CHALLENGE:
Scale the records below by rewriting every line in full, with each point coordinate in the answers multiplied by 2.15 and rounded to a whole number, halves rounding up. Leave all other numbers in the records unchanged.
— START AVAILABLE RECORDS —
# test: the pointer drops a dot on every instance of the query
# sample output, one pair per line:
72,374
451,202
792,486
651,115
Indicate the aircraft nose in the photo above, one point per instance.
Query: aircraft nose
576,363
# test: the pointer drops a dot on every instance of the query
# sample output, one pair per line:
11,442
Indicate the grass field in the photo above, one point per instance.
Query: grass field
— END AVAILABLE RECORDS —
FINISHED ANSWER:
# test: the pointer drops a dot on every instance of the query
# sample output, one pair per line:
72,374
451,202
792,486
651,115
Indicate the aircraft nose in the photo above, one point per instance.
Query: aircraft nose
1238,780
# test: the pointer drops a dot on every instance of the query
# sample output, one pair per line:
11,442
Indicate the grass field in the photo above, one point per instance.
Query: grass field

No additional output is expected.